This article includes information translated from the Wikipedia article Château des ducs de Bretagne

The Château des ducs de Bretagne () is a large castle located in the city of Nantes in the Loire-Atlantique département of France; it served as the centre of the historical province of Brittany until its separation in 1956. It is located on the right bank of the Loire, which formerly fed its ditches. It was the residence of the Dukes of Brittany between the 13th and 16th centuries, subsequently becoming the Breton residence of the French Monarchy.

The castle has been listed as a monument historique by the French Ministry of Culture since 1840. Today the castle houses the Nantes History Museum.

Restoration

Starting in the 1990s, the town of Nantes undertook a massive programme of restoration and repairs to return the site to its former glory as an emblem of the history of Nantes and Brittany. Following 15 years of works and three years of closure to the public, it was reopened on 9 February 2007 and is now a popular tourist attraction.

The restored edifice now includes the new Nantes History Museum, installed in 32 of the castle rooms. The museum presents more than 850 objects of collection with the aid of multimedia devices. The castle and the museum try to offer a modern vision of the heritage by presenting the past, the present and the future of the city. Night-time illuminations at the castle further reinforce the revival of the site.

▶ _AIM A_:
Check each statement against the castle passage and say whether it agrees: (i) the castle reopened to the public on 9 February 2007; (ii) the Nantes History Museum takes up 40 of the castle rooms; (iii) the castle has been a monument historique since 1840. Answer yes or no for each, quoting the words that decide it.
The castle passage and the listing have no connection to each other.

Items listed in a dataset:
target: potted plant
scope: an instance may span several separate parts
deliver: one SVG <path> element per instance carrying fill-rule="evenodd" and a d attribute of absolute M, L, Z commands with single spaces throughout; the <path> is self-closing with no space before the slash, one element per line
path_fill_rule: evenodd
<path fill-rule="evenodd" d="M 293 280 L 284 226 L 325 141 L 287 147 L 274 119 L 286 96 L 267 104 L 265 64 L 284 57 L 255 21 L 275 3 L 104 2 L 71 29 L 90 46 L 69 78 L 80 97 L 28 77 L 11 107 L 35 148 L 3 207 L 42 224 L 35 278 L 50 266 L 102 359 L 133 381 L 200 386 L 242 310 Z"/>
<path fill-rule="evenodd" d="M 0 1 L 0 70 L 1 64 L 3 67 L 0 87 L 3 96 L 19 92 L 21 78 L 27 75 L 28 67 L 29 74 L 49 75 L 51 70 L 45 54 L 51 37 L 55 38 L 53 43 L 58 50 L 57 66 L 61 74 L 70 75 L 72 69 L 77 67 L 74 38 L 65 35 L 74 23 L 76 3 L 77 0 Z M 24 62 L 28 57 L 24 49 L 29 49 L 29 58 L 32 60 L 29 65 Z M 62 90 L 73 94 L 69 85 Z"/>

▶ _AIM B_:
Write out the whole listing above line for line, changing nothing.

▶ _WORKED SOLUTION A_:
(i) Yes: "it was reopened on 9 February 2007"
(ii) No: "installed in 32 of the castle rooms"
(iii) Yes: "listed as a monument historique by the French Ministry of Culture since 1840"

▶ _WORKED SOLUTION B_:
target: potted plant
scope: an instance may span several separate parts
deliver: one SVG <path> element per instance carrying fill-rule="evenodd" and a d attribute of absolute M, L, Z commands with single spaces throughout; the <path> is self-closing with no space before the slash, one element per line
path_fill_rule: evenodd
<path fill-rule="evenodd" d="M 293 280 L 284 226 L 325 141 L 287 147 L 274 119 L 286 96 L 267 104 L 265 64 L 284 57 L 255 21 L 275 3 L 104 2 L 71 29 L 90 46 L 69 78 L 80 97 L 28 77 L 11 107 L 35 148 L 3 207 L 42 224 L 35 278 L 50 266 L 102 359 L 133 381 L 200 386 L 242 310 Z"/>
<path fill-rule="evenodd" d="M 0 1 L 0 70 L 1 64 L 3 67 L 0 87 L 3 96 L 19 92 L 21 78 L 27 75 L 28 67 L 29 74 L 49 75 L 51 70 L 45 54 L 51 37 L 55 38 L 53 43 L 58 50 L 57 66 L 61 74 L 70 75 L 72 69 L 77 67 L 74 38 L 65 35 L 74 23 L 76 3 L 77 0 Z M 24 62 L 28 57 L 24 49 L 29 49 L 29 58 L 32 60 L 29 65 Z M 62 90 L 73 94 L 69 85 Z"/>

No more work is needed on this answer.